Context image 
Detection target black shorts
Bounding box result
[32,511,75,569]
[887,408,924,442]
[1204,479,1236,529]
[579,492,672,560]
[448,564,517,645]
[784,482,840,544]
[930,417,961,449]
======
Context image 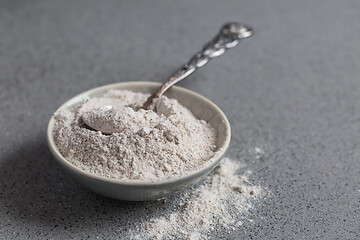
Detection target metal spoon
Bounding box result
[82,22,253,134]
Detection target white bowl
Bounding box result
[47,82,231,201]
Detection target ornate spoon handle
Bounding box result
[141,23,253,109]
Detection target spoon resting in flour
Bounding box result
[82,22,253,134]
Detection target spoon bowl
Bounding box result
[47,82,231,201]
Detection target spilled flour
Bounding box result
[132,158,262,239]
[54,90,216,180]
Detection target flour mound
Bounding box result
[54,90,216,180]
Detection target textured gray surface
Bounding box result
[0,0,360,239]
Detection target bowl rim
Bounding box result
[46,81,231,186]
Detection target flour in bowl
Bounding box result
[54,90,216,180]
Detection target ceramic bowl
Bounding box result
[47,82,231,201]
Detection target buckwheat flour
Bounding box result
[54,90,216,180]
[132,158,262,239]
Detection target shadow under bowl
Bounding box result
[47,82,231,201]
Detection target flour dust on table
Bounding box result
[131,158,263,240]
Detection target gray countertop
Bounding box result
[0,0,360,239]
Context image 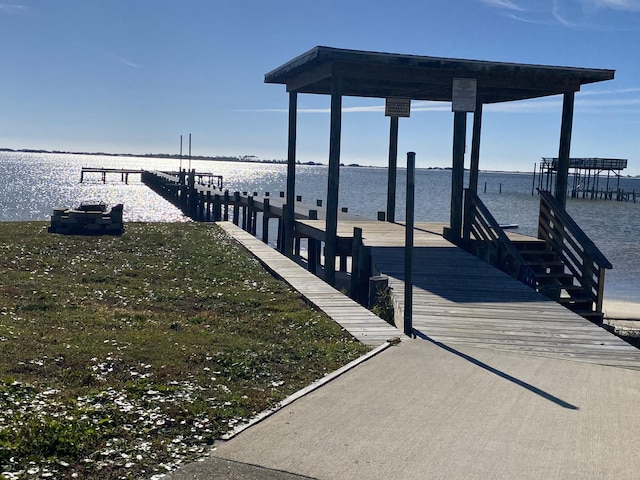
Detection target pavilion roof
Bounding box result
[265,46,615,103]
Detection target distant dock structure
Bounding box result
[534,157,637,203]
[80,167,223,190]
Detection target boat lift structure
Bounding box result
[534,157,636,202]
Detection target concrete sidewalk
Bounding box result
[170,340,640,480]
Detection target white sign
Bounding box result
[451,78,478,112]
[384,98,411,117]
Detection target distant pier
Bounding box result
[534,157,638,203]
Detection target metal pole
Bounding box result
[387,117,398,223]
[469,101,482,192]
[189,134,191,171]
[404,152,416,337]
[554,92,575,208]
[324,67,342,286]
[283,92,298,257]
======
Put the lines of the entries into a numbered list, starting with the line that contains "Detection target ceramic bowl" and going on through the line that contains "[283,92,298,257]". Skip any blank lines and leave the pictures out.

1. Detection target ceramic bowl
2. Bounding box result
3. [47,82,231,201]
4. Detection target buckwheat flour
5. Bounding box result
6. [54,90,216,180]
7. [132,158,262,239]
8. Detection target shadow under bowl
9. Bounding box result
10. [47,82,231,201]
11. Detection target flour dust on table
12. Bounding box result
13. [131,158,263,240]
14. Detection target gray countertop
15. Bounding box result
16. [0,0,360,239]
17. Context image 
18. Detection target pavilion roof
19. Bounding box result
20. [265,46,615,103]
21. Detection target distant dock structure
22. Bounding box result
23. [534,157,637,203]
24. [80,167,223,190]
25. Detection target boat lift structure
26. Bounding box result
27. [534,157,636,202]
28. Detection target concrete sidewalk
29. Bounding box result
30. [170,340,640,480]
31. Detection target white sign
32. Bounding box result
33. [451,78,478,112]
34. [384,98,411,117]
35. Detection target distant pier
36. Bounding box result
37. [534,157,638,203]
38. Detection target metal pole
39. Bounding box result
40. [387,117,398,223]
41. [469,101,482,192]
42. [189,134,191,171]
43. [404,152,416,337]
44. [554,92,575,208]
45. [324,67,342,286]
46. [283,92,298,257]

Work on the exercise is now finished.